Problems to work on:
[1] Name each saint through whom, according to the post on discerning religious life, the book Paths of Love examines vocation and discernment.
[2] Carry on the post about discerning a call to religious life, picking up after its final sentence.

Quoted text:
Chiqui, I'm glad you posted this book as one of the biggest problem people have today with discernment is they often work out of many mixed up ideas of what a vocation to religious life is. Paths of Love is another very helpful book because the author looks at the different ways of understanding vocation and discernment through St. Alphonsus, St. Ignatius and St. Thomas Aquinas. http://summitdominicans.3dcartstores.com/Paths-of-Love_p_73.html

Thepiaheart, if you have a strong desire for religious life then don't be afraid to go for it. This is such a great grace. St. Thomas is very matter-of-fact about discerning a vocation to the religious state and his is an understanding that was pretty much the norm up until about 1960 or so. First, he doesn't use the word vocation and neither does canon law. Canon law reserves the word vocation in it's most exact understanding for priesthood. St. Thomas says that the religious state is objectively a higher good so it is never wrong to desire it. (It's a higher good because of the virtue of charity.)

So, he says, if you have a true motive, aren't obligated to care for your parents, pay debts and have regular health than go for it. Simply that. The testing of whether you are given the grace to live monastic life comes with the living of the life. You can be relatively certain before you enter but you really can't know until you try it.

I would also say that thinking you won't really know until final vows is not true. You must know way before then. The vows are really confirming your intention and to use St. Thomas' lingo, make us stable in a state of life.

 

Yes, God gives us the grace but a lot of discernment (which is really not a good word to use; St. Thomas likes to use the word deliberate which I think is stronger) seems to stay in a certain passivity and a lot of people seem afraid to CHOOSE the life.

Provided records:
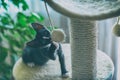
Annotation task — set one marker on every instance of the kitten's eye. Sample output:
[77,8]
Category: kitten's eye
[44,37]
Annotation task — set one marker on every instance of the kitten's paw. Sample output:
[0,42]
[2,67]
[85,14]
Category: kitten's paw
[66,75]
[31,64]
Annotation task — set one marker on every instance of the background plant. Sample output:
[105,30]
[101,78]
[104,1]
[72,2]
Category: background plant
[13,35]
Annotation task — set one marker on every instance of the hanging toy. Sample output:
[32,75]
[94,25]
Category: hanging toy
[116,28]
[57,35]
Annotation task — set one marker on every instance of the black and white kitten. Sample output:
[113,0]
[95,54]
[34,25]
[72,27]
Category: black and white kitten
[42,48]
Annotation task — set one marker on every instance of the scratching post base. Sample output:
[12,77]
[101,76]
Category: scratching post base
[51,71]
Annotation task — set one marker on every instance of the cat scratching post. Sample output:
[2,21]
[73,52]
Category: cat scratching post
[82,14]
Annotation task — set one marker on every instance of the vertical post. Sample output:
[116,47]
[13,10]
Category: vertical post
[83,49]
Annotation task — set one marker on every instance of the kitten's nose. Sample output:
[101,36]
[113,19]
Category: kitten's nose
[37,26]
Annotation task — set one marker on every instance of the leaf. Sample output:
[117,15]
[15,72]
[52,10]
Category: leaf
[4,4]
[24,6]
[3,53]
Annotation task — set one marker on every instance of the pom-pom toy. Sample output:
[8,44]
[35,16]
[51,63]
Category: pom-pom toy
[116,28]
[58,35]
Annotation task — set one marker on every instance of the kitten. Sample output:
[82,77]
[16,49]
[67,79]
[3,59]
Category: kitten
[41,49]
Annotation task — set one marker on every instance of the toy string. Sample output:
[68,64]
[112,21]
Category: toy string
[118,19]
[50,21]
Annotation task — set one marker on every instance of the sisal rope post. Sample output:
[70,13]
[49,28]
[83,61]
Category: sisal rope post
[83,49]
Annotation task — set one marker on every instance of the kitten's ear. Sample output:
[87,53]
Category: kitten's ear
[37,26]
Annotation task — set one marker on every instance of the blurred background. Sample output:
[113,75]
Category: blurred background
[15,30]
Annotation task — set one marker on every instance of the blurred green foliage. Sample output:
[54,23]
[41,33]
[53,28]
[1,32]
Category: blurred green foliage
[14,33]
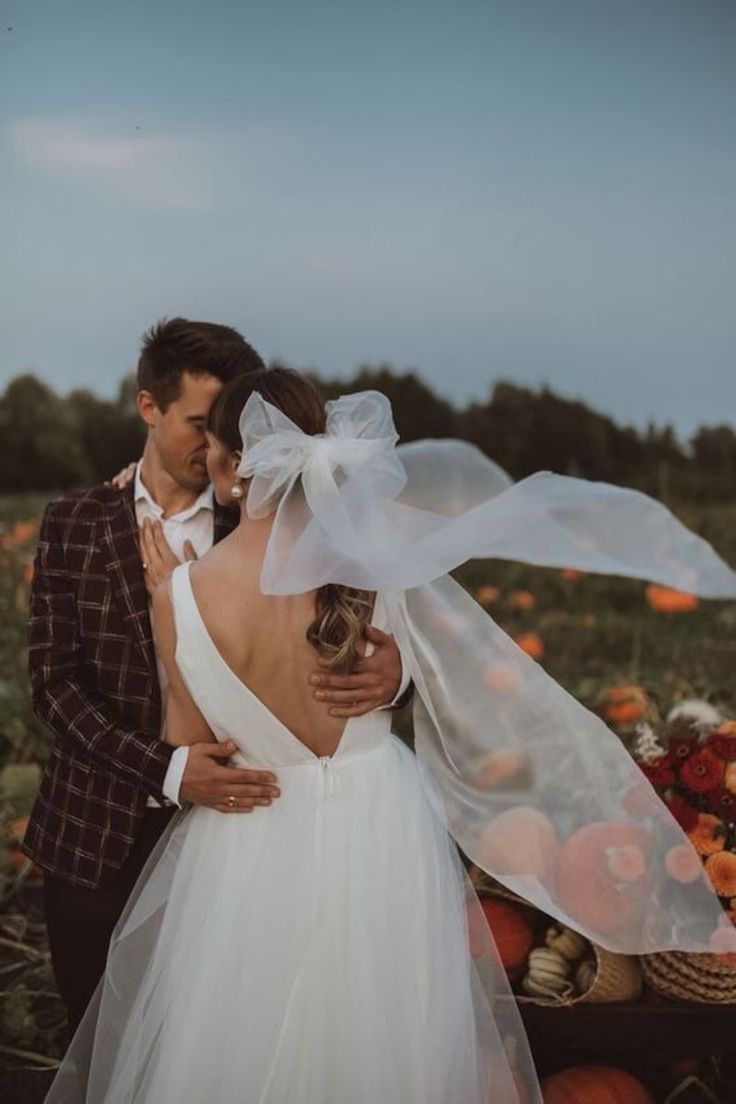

Written responses:
[1] St. Alphonsus, St. Ignatius, St. Thomas Aquinas

[2]
Religious life is not an extraordinary grace. It is an ordinary grace. It is a more intense living out of our baptismal promises. It is not a vocation in the way the priesthood. The priesthood is an extraordinary grace and truly a VOCATION because a man is called forth out of the people of God to offer to God the sacrifice of the Mass and to serve the people of God.

For myself I always strongly desired to become a nun and belong totally to God. It never dawned on me that perhaps it wasn't my vocation. I just assumed that if I had the desire and that my motives were true that it was from God and that since it is an invitation I am free to accept it or not but that he doesn't necessarily keep on extending the invitation.

Lastly, one really isn't called to marriage. One does marry marriage. One marries another person. Really anyone can marry. It's the natural vocation of the human person. One can say "I'm called to marriage" or "I want to get married" but if you never find the person you sense you are to live your whole life with than until you do that is a desire but nothing more. Of course, up until modern times people got married all the time and it wasn't based on falling in love but on families, lands, etc. being united.

 

You might find this helpful: http://www.pathsoflove.com/

Lastly, don't be afraid to talk to your director about this. I think a lot of it is the ole boy trying to confuse you.

 

I will be praying for you!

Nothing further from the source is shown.